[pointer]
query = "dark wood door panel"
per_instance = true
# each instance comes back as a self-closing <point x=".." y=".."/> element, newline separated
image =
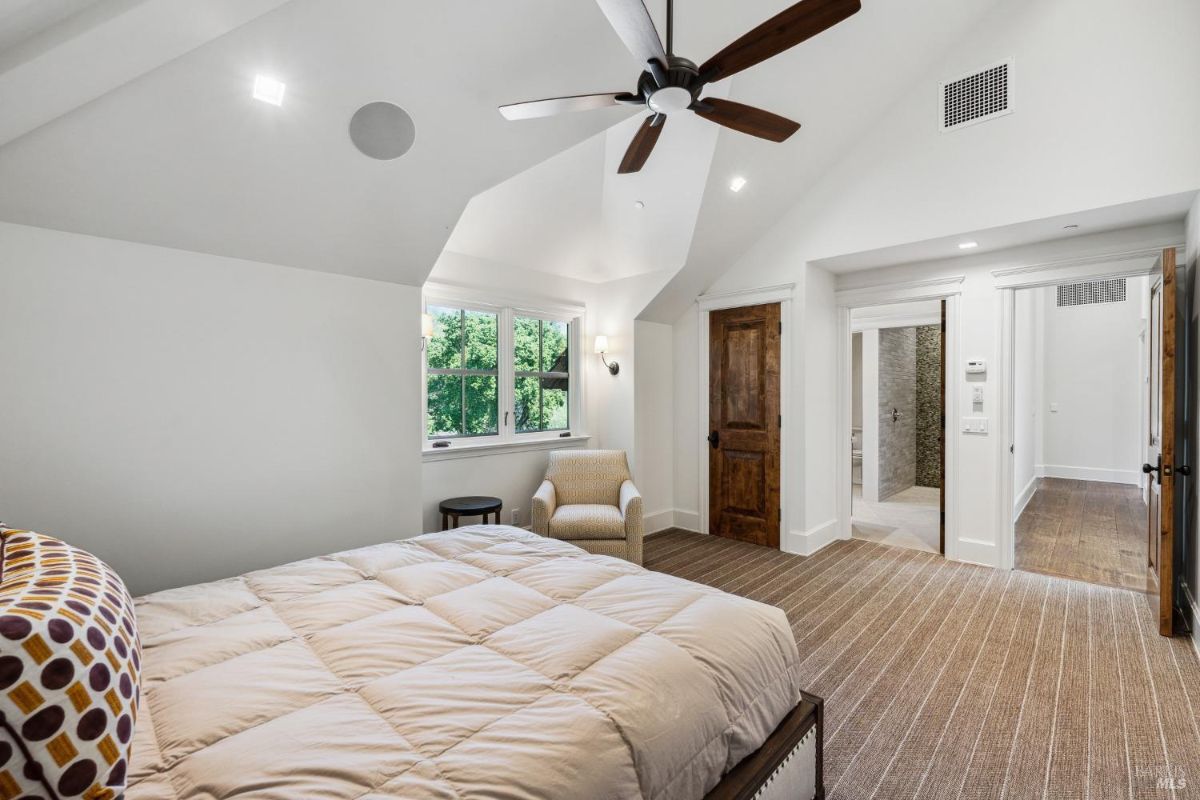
<point x="744" y="482"/>
<point x="744" y="360"/>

#####

Activity
Please reproduce the lines exactly from the one containing "# each instance" through the last line of the data above, and keep the pictures out.

Exercise answer
# each instance comes back as a self-closing <point x=".." y=".."/> element, newline separated
image =
<point x="744" y="482"/>
<point x="744" y="360"/>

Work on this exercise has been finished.